_GOAL_: Print everything from the line containing "target: water surface" down to the end of the rows, exactly as it appears there, with both ends included. Omit the pictures from your answer.

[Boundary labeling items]
==========
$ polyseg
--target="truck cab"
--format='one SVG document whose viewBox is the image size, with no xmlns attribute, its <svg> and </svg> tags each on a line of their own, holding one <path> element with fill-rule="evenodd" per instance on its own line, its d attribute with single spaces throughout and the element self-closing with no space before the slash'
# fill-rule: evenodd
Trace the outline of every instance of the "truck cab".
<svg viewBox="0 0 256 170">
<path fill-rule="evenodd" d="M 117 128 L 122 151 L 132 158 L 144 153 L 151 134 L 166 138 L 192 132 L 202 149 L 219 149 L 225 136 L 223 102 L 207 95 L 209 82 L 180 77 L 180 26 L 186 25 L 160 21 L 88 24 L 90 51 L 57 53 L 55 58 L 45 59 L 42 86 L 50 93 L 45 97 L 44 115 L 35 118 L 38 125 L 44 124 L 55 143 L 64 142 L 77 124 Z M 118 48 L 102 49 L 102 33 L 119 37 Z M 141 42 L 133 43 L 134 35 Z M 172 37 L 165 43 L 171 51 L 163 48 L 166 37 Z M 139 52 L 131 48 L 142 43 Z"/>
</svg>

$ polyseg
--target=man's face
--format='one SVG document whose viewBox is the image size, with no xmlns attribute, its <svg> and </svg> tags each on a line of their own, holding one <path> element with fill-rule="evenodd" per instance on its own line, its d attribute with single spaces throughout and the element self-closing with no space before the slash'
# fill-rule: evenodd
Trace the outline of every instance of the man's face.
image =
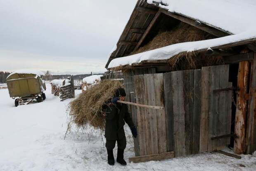
<svg viewBox="0 0 256 171">
<path fill-rule="evenodd" d="M 124 101 L 126 100 L 126 97 L 125 96 L 120 96 L 120 99 L 121 101 Z"/>
</svg>

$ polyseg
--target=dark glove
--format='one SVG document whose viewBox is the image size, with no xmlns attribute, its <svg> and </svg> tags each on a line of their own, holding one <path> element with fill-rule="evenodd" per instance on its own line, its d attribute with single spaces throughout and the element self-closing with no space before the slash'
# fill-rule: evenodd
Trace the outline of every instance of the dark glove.
<svg viewBox="0 0 256 171">
<path fill-rule="evenodd" d="M 137 137 L 138 133 L 137 132 L 137 130 L 136 129 L 135 127 L 130 127 L 130 130 L 132 131 L 132 134 L 133 134 L 133 137 L 134 138 Z"/>
<path fill-rule="evenodd" d="M 113 98 L 112 98 L 112 103 L 114 103 L 114 104 L 116 104 L 117 101 L 119 100 L 119 97 Z"/>
</svg>

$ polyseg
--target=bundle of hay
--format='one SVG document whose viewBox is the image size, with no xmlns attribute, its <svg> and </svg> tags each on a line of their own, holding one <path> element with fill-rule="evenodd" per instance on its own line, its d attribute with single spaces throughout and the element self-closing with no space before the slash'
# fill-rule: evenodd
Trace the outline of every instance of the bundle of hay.
<svg viewBox="0 0 256 171">
<path fill-rule="evenodd" d="M 82 92 L 69 104 L 70 123 L 74 122 L 78 129 L 88 125 L 104 130 L 104 111 L 116 90 L 123 88 L 116 80 L 104 80 Z"/>
<path fill-rule="evenodd" d="M 153 39 L 132 54 L 155 49 L 171 44 L 198 41 L 216 38 L 205 32 L 183 22 L 171 30 L 160 31 Z M 171 58 L 168 64 L 172 70 L 191 69 L 202 67 L 222 64 L 221 56 L 207 57 L 195 52 L 183 52 Z"/>
</svg>

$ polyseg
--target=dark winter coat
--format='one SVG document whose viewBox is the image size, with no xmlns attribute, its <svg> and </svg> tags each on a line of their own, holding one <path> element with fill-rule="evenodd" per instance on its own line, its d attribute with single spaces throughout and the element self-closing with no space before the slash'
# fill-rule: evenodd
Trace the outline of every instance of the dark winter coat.
<svg viewBox="0 0 256 171">
<path fill-rule="evenodd" d="M 126 104 L 111 104 L 107 108 L 106 115 L 105 137 L 107 139 L 116 140 L 125 138 L 125 121 L 130 127 L 134 126 Z"/>
</svg>

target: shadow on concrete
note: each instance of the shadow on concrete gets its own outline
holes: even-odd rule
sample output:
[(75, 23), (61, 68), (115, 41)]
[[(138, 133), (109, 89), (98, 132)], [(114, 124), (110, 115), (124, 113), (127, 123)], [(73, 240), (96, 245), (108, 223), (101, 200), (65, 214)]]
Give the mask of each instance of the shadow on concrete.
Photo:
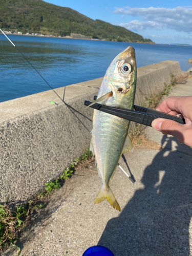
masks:
[(98, 245), (115, 256), (189, 255), (192, 158), (170, 151), (174, 141), (181, 151), (176, 139), (164, 135), (162, 143), (167, 147), (144, 170), (144, 188), (108, 222)]

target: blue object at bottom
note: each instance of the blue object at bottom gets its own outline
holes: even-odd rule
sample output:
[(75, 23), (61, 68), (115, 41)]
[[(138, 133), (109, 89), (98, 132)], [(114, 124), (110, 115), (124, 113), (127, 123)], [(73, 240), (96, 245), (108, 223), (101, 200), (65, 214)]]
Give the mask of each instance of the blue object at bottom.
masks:
[(101, 245), (96, 245), (88, 248), (82, 256), (114, 256), (114, 254), (109, 249)]

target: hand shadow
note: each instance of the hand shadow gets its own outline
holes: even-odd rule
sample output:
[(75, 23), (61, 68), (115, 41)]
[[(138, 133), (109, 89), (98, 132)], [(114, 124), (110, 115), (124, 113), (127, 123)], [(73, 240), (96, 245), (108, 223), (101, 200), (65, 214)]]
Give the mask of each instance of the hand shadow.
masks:
[(179, 148), (176, 139), (163, 136), (166, 147), (144, 171), (144, 188), (108, 222), (98, 245), (115, 256), (189, 255), (192, 158), (170, 151), (173, 141)]

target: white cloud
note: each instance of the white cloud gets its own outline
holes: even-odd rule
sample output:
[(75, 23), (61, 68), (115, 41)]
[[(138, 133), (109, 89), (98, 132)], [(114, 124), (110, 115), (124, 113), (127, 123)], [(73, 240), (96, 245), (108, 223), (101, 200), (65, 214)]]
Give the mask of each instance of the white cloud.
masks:
[(178, 7), (168, 9), (116, 8), (113, 13), (140, 16), (143, 20), (132, 20), (120, 26), (131, 30), (143, 30), (147, 28), (156, 29), (170, 29), (177, 31), (192, 32), (192, 8)]

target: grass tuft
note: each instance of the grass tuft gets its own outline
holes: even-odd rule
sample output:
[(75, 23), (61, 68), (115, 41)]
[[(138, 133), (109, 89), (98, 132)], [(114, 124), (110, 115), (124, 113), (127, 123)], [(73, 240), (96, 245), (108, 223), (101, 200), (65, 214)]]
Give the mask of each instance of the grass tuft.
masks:
[(71, 177), (78, 165), (86, 166), (88, 163), (93, 161), (92, 157), (93, 154), (90, 150), (86, 149), (80, 158), (72, 161), (70, 166), (63, 170), (59, 178), (46, 183), (44, 190), (37, 197), (29, 201), (25, 205), (17, 206), (15, 211), (11, 210), (7, 204), (8, 199), (4, 205), (0, 204), (0, 253), (4, 247), (11, 244), (18, 249), (17, 256), (20, 254), (20, 249), (14, 242), (18, 239), (19, 232), (22, 228), (24, 227), (27, 217), (33, 211), (46, 207), (46, 198), (54, 190), (60, 188), (63, 181)]

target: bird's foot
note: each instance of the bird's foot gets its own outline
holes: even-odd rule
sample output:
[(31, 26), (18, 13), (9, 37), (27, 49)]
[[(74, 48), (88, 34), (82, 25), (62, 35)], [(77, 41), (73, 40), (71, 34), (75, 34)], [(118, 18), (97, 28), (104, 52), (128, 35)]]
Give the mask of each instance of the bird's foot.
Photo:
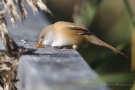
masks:
[(72, 46), (53, 46), (56, 49), (73, 49)]
[(42, 41), (39, 41), (38, 43), (35, 44), (37, 48), (44, 48), (44, 45), (42, 44)]

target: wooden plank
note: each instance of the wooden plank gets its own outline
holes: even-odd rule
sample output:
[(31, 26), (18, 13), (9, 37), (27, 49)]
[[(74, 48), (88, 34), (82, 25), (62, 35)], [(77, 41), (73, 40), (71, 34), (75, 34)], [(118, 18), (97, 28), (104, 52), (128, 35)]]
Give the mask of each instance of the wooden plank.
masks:
[(77, 51), (19, 44), (36, 50), (20, 58), (19, 90), (109, 90)]

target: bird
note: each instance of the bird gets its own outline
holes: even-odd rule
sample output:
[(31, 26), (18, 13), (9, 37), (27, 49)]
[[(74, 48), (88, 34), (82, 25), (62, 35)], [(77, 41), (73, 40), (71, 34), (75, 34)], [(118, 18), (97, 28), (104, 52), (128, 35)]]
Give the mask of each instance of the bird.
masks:
[(45, 45), (50, 45), (51, 47), (60, 49), (79, 49), (81, 47), (87, 47), (89, 44), (104, 46), (129, 58), (123, 52), (100, 40), (93, 32), (85, 27), (65, 21), (58, 21), (46, 26), (41, 31), (39, 42), (35, 46), (37, 48), (44, 48)]

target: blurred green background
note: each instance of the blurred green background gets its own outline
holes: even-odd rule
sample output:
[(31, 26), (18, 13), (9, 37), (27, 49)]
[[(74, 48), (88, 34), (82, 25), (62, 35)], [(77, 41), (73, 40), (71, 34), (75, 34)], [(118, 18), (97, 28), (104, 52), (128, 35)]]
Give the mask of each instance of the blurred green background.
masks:
[[(128, 0), (135, 12), (135, 0)], [(69, 21), (80, 24), (106, 43), (131, 57), (131, 27), (124, 0), (44, 0), (54, 16), (47, 14), (51, 23)], [(111, 86), (113, 90), (130, 90), (135, 74), (131, 60), (96, 45), (81, 48), (78, 52), (107, 83), (130, 84)], [(135, 90), (135, 89), (133, 89)]]

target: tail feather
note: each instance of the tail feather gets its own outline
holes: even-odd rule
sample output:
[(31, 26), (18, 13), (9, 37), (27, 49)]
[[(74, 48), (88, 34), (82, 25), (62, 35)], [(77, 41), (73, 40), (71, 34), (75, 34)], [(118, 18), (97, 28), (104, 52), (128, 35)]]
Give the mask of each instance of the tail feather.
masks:
[(125, 56), (126, 58), (130, 59), (127, 55), (125, 55), (124, 53), (122, 53), (121, 51), (117, 50), (116, 48), (114, 48), (113, 46), (103, 42), (102, 40), (100, 40), (99, 38), (97, 38), (94, 34), (90, 35), (90, 42), (92, 44), (95, 44), (95, 45), (99, 45), (99, 46), (104, 46), (104, 47), (107, 47), (123, 56)]

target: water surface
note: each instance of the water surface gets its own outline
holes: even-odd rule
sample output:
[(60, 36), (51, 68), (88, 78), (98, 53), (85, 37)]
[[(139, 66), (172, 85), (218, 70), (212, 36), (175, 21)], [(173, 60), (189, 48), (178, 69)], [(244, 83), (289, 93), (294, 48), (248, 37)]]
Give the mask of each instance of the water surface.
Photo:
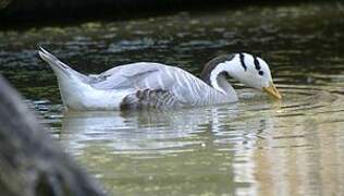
==========
_RESULT FOR THIS TASK_:
target: water surface
note: each instance of the water surface gets its own outline
holes: even-odd rule
sample output:
[(60, 36), (51, 68), (88, 78), (98, 53), (85, 37)]
[[(139, 66), (172, 85), (218, 70), (212, 36), (175, 21)], [(173, 60), (189, 48), (178, 69)], [(244, 83), (289, 93), (294, 48), (248, 37)]]
Give the mask of each instance of the water surface.
Photo:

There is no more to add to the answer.